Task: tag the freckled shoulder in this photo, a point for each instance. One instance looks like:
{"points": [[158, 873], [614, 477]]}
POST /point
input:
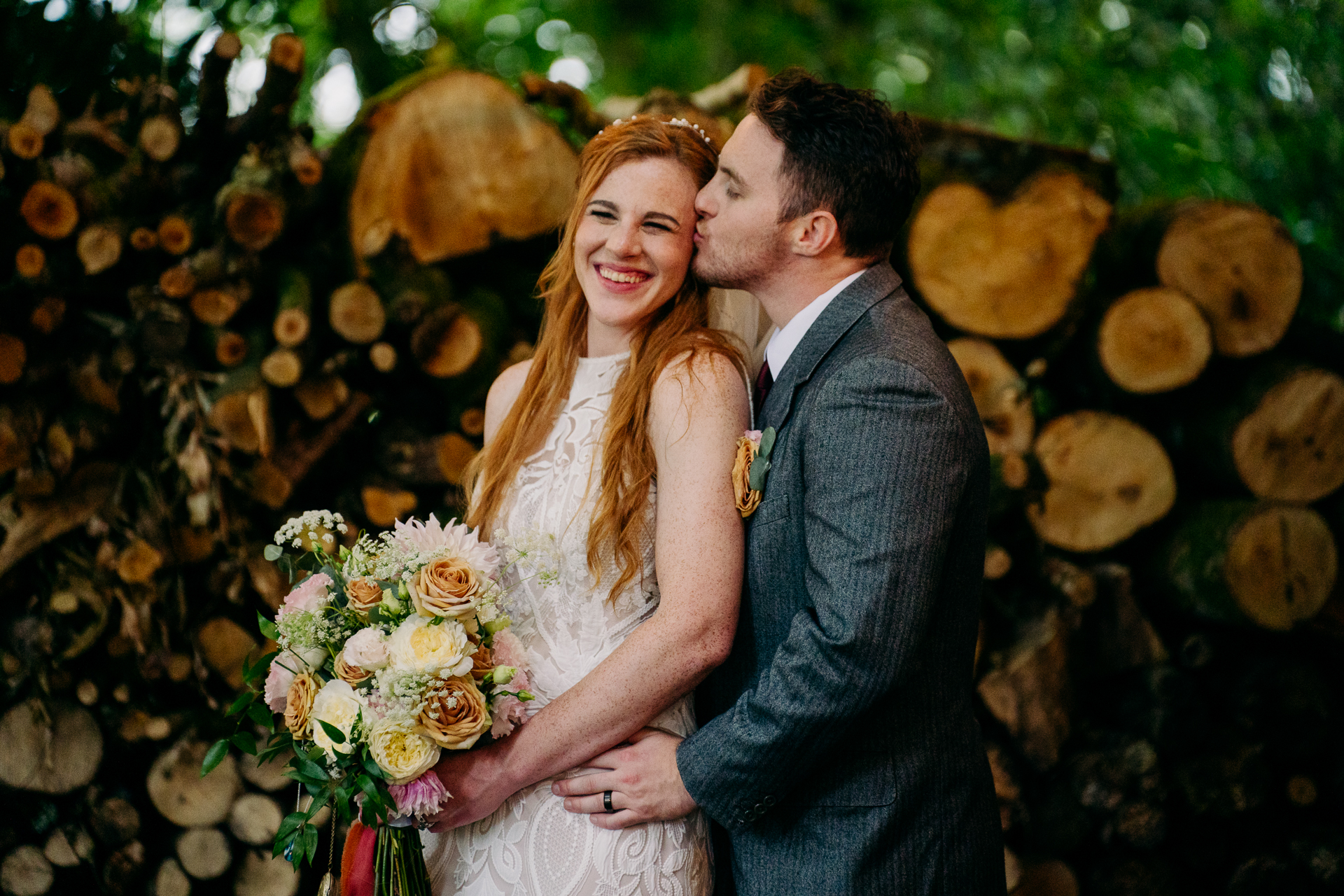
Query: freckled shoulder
{"points": [[503, 393]]}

* _Prompt_
Retype all of the data above line for line, without changing a single character, but leave the picture out.

* _Output_
Task: tag the freckled shoulder in this photo, a point for each instance. One instance looks like:
{"points": [[158, 873], [614, 477]]}
POST /point
input:
Query: freckled shoulder
{"points": [[503, 393]]}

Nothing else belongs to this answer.